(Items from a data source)

○ ○ ○ ○

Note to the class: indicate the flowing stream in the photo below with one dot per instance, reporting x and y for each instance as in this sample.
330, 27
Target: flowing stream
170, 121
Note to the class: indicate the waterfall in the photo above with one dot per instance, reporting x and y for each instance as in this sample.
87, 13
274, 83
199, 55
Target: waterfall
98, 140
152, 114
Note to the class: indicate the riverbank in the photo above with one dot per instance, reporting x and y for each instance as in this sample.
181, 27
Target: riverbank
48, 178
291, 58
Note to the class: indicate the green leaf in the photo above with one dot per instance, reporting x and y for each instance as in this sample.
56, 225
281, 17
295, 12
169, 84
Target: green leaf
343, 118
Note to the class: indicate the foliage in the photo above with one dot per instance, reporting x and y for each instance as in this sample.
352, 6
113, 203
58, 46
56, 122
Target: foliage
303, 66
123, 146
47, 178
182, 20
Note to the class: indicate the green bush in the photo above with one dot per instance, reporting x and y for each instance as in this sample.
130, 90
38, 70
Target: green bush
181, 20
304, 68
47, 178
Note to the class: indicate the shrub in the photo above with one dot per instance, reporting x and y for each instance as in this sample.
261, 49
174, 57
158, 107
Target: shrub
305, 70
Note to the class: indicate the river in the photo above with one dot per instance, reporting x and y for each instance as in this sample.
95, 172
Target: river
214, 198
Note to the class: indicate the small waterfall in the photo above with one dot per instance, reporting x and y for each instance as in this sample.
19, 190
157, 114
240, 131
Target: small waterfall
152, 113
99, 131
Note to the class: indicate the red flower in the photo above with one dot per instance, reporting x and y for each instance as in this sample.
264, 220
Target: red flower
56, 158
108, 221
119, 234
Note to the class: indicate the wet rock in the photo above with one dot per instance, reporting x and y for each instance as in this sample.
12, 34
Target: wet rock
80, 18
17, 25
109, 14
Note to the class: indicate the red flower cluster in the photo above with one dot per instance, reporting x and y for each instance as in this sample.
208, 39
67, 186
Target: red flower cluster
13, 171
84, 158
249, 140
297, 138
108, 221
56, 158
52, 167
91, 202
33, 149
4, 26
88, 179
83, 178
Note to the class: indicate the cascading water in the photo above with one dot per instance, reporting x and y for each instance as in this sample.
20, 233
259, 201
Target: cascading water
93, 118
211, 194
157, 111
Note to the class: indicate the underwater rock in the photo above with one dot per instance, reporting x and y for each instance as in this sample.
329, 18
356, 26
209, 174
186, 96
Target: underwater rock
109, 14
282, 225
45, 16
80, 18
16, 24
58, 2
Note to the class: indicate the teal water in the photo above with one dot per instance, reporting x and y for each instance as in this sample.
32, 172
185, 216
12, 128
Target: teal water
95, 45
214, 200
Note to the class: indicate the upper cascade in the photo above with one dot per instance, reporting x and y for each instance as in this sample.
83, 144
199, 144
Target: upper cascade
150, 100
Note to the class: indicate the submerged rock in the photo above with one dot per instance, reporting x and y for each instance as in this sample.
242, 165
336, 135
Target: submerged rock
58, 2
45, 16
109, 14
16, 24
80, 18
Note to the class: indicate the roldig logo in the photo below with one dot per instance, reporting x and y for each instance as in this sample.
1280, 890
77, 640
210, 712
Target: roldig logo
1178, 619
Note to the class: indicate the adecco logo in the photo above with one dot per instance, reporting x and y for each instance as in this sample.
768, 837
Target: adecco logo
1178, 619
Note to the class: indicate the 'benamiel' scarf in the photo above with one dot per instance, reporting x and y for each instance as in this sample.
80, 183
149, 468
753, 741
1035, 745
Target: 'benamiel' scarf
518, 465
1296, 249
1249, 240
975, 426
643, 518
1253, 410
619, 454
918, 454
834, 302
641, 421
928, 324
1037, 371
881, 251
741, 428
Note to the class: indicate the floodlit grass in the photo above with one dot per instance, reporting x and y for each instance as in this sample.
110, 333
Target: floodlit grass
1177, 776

○ ○ ○ ○

▶ [What you have to do]: Repeat, exactly as they stand above, the lines from the line with "Target: small waterfall" to the line with "Note to the class: indicate the adecco", both lines included.

▶ [Output for this exercise]:
Target: small waterfall
152, 113
99, 131
Note to the class: indicate the red flower in the photo above with one dot per instance, reporting x and y for each instance as in this sample.
264, 220
Target: red flower
56, 158
108, 221
119, 234
Note to the class: indicate the wet rock in the photo above with one dot per instance, reporting x and y for each instance as in this sample.
12, 34
Target: wet rock
80, 18
17, 25
109, 14
Note to the class: indicate the red flower cluster in the photo above with one dot per instance, reporting x and y for each instance as in this sample.
208, 39
67, 186
Target: red flower cluster
13, 171
84, 158
249, 140
297, 138
108, 221
56, 158
52, 167
91, 202
33, 149
4, 26
88, 179
83, 178
Note to the class: indicate the cascading water in the photo above with one dot per instance, reporting x and y for each instance as in this sample.
20, 233
259, 201
Target: cascading water
93, 118
211, 194
157, 111
Note to the class: indicate the underwater rock in the photo above with one dot per instance, reporting x and y for each instance as in this sample.
329, 18
356, 26
209, 174
186, 96
Target: underwater rock
109, 14
282, 225
45, 16
80, 18
16, 24
58, 2
Note to the class: indicate the teal water in the photo above with one dot per instance, reporting x and y for each instance as in this sample.
32, 172
185, 216
12, 128
Target: teal water
95, 45
214, 200
Note to the class: indicate the upper cascade in the photo above with one dot per instance, reporting x and y for each instance as in this sample.
83, 144
199, 144
Target: upper cascade
150, 100
Note to the class: indicate the submerged rock in the photo above with one dot per instance, reporting x and y for each instance as in this sample.
242, 165
336, 135
Target: submerged rock
58, 2
45, 16
109, 14
16, 24
80, 18
Note to the class: indicate the roldig logo in the photo below with one dot per instance, reporting x and y for each instance as in this sample.
1280, 890
77, 640
210, 712
Target: roldig logo
1178, 619
Note to the class: indicate the adecco logo in the photo above with one dot per instance, reporting x and y for each instance as in this sample.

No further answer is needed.